→ **Task brief**: Look through the lines below and extract any with the word "fedora".

→ **Record set**:

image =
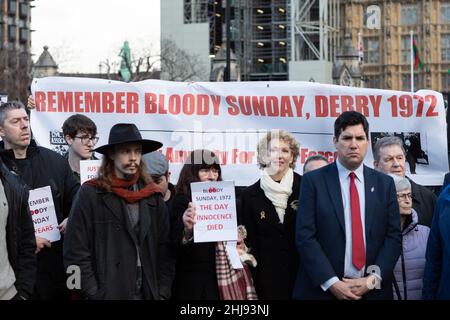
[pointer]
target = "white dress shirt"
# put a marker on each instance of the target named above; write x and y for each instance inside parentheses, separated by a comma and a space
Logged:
(344, 179)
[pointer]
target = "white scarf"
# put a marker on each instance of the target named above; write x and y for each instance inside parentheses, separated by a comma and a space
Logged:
(276, 192)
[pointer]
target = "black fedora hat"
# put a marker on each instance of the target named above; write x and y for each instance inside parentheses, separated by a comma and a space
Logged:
(128, 133)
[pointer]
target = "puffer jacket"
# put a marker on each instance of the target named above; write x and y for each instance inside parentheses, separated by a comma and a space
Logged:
(410, 266)
(20, 239)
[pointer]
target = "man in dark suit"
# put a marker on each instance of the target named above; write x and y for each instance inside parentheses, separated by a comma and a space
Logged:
(390, 157)
(348, 223)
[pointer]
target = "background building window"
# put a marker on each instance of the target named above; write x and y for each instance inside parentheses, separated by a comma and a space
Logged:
(409, 15)
(372, 81)
(196, 11)
(406, 82)
(445, 47)
(445, 82)
(371, 50)
(445, 13)
(406, 49)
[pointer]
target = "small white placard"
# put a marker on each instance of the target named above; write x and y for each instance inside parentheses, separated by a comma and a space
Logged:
(42, 211)
(215, 211)
(233, 255)
(89, 169)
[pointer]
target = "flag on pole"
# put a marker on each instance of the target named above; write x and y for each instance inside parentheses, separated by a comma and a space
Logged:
(417, 62)
(360, 49)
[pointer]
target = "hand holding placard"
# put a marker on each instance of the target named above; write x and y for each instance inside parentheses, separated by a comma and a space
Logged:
(188, 221)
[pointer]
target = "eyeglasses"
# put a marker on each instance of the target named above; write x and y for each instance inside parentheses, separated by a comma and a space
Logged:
(85, 139)
(207, 171)
(404, 196)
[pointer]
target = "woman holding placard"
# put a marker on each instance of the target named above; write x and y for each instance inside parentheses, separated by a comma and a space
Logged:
(269, 209)
(197, 263)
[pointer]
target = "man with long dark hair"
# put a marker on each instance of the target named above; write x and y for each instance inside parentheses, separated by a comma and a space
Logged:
(118, 234)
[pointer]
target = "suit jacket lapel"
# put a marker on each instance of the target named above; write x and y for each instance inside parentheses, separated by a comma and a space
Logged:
(144, 218)
(119, 210)
(370, 196)
(114, 205)
(334, 190)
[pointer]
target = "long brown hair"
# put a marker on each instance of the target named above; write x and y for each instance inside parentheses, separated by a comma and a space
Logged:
(197, 160)
(106, 173)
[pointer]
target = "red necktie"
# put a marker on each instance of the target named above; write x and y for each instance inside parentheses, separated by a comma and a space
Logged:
(358, 255)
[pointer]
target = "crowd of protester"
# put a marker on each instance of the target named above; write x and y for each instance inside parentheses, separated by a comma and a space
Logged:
(342, 231)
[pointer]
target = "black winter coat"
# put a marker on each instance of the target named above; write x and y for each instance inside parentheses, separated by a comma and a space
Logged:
(44, 167)
(271, 242)
(424, 202)
(196, 277)
(21, 243)
(100, 240)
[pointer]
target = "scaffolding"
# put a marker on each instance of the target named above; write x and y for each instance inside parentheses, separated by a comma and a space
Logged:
(314, 29)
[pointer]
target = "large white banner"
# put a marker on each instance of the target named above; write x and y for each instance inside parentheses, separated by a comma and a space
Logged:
(230, 118)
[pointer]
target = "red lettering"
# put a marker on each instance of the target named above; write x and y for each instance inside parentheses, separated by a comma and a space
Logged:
(188, 104)
(321, 106)
(150, 102)
(362, 105)
(108, 102)
(334, 106)
(132, 102)
(65, 102)
(272, 106)
(258, 106)
(347, 103)
(92, 102)
(174, 104)
(233, 110)
(286, 107)
(39, 100)
(51, 101)
(119, 102)
(202, 104)
(78, 102)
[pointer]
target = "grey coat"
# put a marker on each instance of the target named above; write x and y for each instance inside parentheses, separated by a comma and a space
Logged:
(411, 264)
(100, 240)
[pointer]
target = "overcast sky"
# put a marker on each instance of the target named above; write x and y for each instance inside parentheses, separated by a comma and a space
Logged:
(80, 34)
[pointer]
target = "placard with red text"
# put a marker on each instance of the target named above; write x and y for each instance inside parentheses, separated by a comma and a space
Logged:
(215, 211)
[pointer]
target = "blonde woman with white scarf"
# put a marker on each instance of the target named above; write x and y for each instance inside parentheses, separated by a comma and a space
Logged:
(269, 208)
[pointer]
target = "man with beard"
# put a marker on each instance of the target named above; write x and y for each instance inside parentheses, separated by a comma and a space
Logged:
(39, 167)
(118, 232)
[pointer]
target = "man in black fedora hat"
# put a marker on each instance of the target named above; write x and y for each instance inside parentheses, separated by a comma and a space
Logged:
(118, 231)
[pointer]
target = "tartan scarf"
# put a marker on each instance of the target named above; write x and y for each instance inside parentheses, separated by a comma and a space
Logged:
(120, 188)
(234, 284)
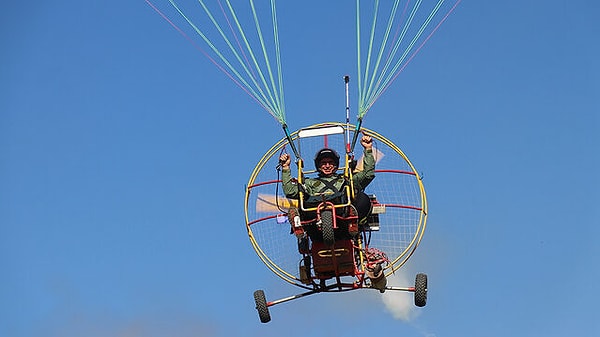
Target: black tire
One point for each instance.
(327, 227)
(261, 306)
(421, 290)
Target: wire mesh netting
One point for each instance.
(401, 210)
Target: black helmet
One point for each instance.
(327, 153)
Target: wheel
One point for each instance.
(421, 290)
(327, 227)
(261, 306)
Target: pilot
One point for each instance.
(327, 162)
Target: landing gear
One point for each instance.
(421, 290)
(261, 306)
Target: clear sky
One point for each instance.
(124, 153)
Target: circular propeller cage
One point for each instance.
(397, 187)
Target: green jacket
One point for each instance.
(313, 185)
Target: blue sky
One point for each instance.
(124, 155)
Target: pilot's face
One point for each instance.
(327, 166)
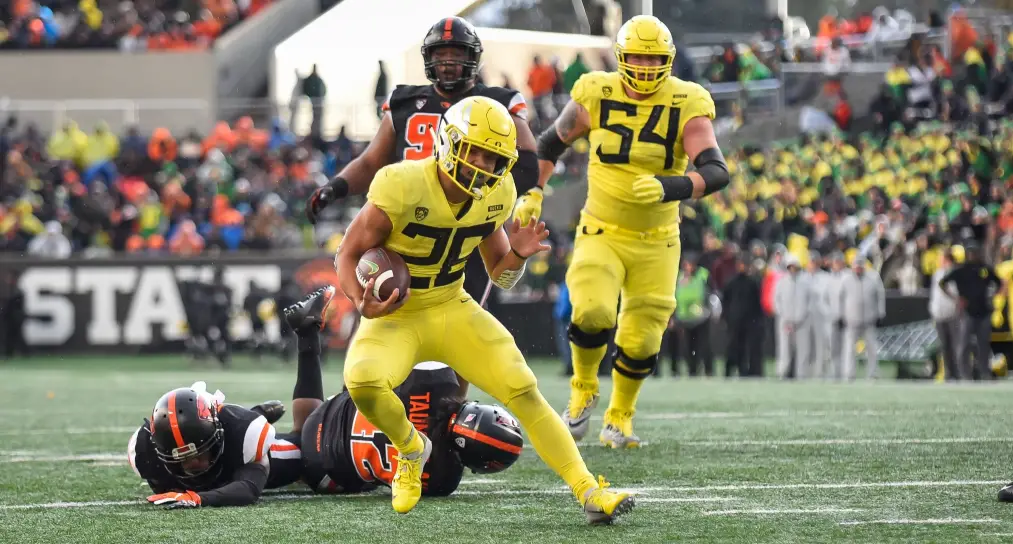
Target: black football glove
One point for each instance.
(323, 197)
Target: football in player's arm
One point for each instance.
(451, 52)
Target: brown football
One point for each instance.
(389, 269)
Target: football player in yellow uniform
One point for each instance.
(435, 212)
(644, 126)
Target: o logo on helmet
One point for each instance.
(203, 409)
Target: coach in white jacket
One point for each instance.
(835, 321)
(863, 305)
(791, 305)
(819, 282)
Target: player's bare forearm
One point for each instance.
(370, 229)
(360, 172)
(573, 123)
(493, 249)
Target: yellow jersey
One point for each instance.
(434, 236)
(630, 138)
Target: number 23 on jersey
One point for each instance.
(621, 119)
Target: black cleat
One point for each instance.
(309, 312)
(273, 410)
(1006, 493)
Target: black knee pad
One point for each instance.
(585, 339)
(634, 369)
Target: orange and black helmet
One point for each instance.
(453, 32)
(486, 438)
(184, 426)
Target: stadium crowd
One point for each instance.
(129, 26)
(923, 172)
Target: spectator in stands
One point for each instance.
(380, 95)
(186, 241)
(836, 63)
(791, 306)
(944, 312)
(975, 282)
(692, 320)
(863, 307)
(573, 72)
(52, 243)
(315, 89)
(541, 80)
(819, 280)
(744, 317)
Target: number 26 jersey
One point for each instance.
(630, 138)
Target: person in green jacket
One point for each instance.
(573, 72)
(692, 319)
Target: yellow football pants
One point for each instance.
(466, 337)
(642, 267)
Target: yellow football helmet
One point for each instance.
(476, 123)
(644, 34)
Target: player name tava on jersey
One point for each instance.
(416, 109)
(359, 457)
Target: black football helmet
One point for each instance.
(184, 426)
(487, 439)
(457, 32)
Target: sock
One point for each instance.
(552, 442)
(624, 392)
(309, 378)
(586, 362)
(382, 408)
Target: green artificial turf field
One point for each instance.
(727, 461)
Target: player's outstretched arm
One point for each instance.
(370, 229)
(572, 123)
(711, 172)
(356, 177)
(504, 252)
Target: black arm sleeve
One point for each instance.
(550, 146)
(710, 165)
(244, 489)
(526, 171)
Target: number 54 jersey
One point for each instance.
(631, 138)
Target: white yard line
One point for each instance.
(843, 442)
(768, 512)
(944, 521)
(686, 499)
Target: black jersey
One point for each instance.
(249, 441)
(344, 453)
(416, 109)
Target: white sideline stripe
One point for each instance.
(844, 442)
(765, 512)
(686, 498)
(944, 521)
(271, 496)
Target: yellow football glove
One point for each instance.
(529, 206)
(647, 189)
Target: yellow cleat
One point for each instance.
(618, 431)
(603, 507)
(583, 398)
(406, 487)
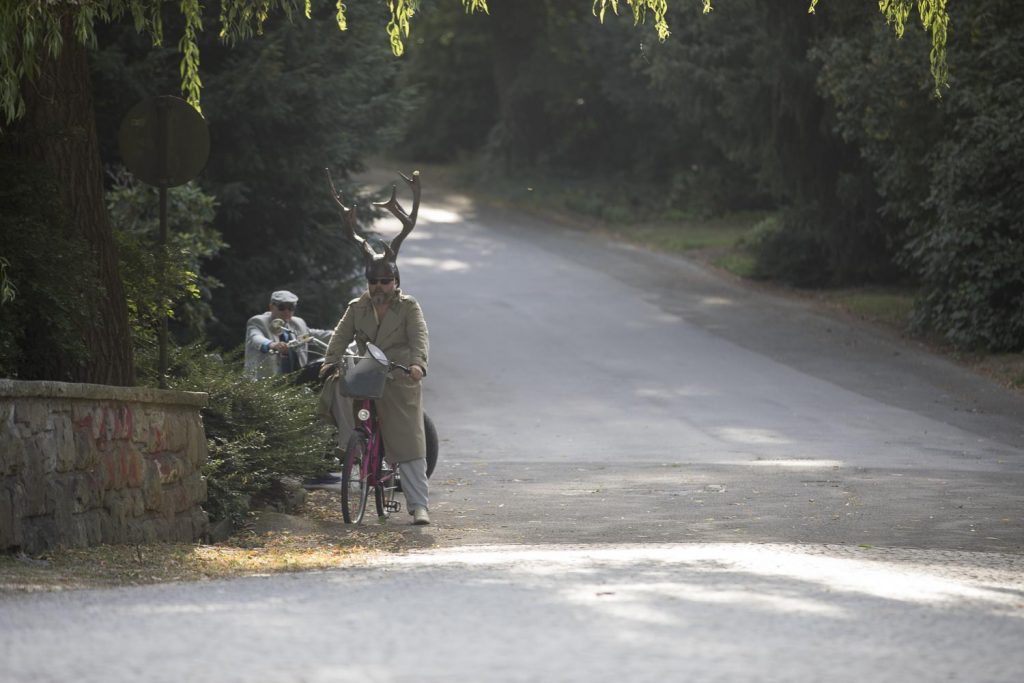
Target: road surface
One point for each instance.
(648, 472)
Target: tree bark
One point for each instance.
(59, 131)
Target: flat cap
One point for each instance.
(284, 296)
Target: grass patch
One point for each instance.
(890, 306)
(739, 263)
(321, 543)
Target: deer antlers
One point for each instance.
(392, 205)
(348, 217)
(408, 219)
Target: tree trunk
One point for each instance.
(59, 131)
(516, 26)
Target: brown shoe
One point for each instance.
(420, 515)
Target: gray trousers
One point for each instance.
(414, 483)
(414, 473)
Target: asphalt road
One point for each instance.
(648, 472)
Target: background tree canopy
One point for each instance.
(823, 119)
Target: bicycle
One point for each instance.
(365, 467)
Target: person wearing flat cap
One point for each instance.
(267, 336)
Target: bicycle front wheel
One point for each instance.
(354, 480)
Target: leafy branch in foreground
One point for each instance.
(31, 30)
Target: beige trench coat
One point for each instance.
(401, 334)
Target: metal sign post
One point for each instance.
(165, 142)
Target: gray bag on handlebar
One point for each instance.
(364, 376)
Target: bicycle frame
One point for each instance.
(374, 462)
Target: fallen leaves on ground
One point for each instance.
(320, 542)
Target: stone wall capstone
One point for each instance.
(88, 464)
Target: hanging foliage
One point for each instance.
(27, 26)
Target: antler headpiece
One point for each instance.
(381, 264)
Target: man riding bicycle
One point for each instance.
(393, 322)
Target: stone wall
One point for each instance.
(86, 464)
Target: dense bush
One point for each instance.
(949, 169)
(258, 433)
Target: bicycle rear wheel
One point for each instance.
(354, 480)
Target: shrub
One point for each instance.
(258, 432)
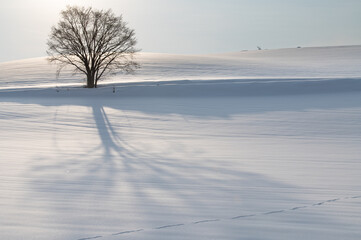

→ **Answer space**:
target = "black fedora hat"
target = "man in black fedora hat"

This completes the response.